#### Excerto do documento:
━━━━━━━━━━━━━━━━

Não foram apresentadas contra-alegações. Foi proferido despacho que admitiu o recurso, como apelação (artigo 926.º n.º 2 do CPC), subindo nos próprios autos (artigo 926.º n.º 2 do CPC), de imediato (artigo 926.º n.º 2 do CPC) e com efeito suspensivo (artigo 926.º n.º 2 do CPC). Colhidos os vistos, cumpre decidir.
II - OBJETO DO RECURSO: Resulta do disposto no art.º 608.º, n.º 2, do Código de Processo Civil, aqui aplicável ex vi do art.º 663.º, n.º 2, e 639.º, n.º 1 a 3, do mesmo Código que, sem prejuízo das questões de conhecimento oficioso, o Tribunal só pode conhecer das questões que constem nas conclusões que, assim, definem e delimitam o objeto do recurso. A questão decidenda consiste em saber se o ocorre erro de julgamento, ao não ter o tribunal recorrido dado relevância ao acordo das partes que foi junto a este autos, permitindo que o mesmo fosse alvo de discussão nesta ação.

━━━━━━━━━━━━━━━━

#### O que fazer:
Segundo o excerto do documento, com que efeito foi admitido o recurso? As linhas não têm nada a ver com o excerto.

#### Material fornecido:
━━━━━━━━━━━━━━━━

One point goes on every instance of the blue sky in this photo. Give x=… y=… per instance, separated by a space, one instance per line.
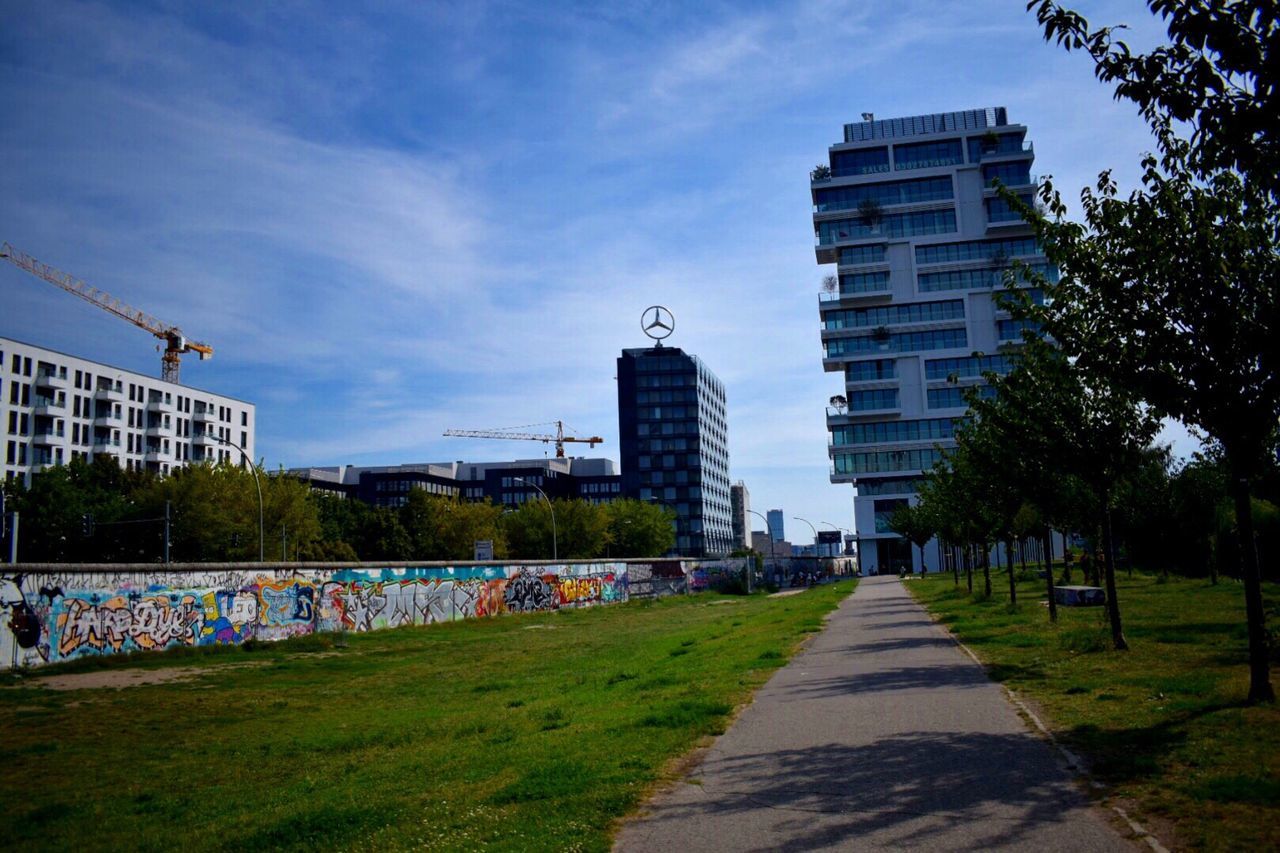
x=425 y=215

━━━━━━━━━━━━━━━━

#### Resposta:
Com efeito suspensivo.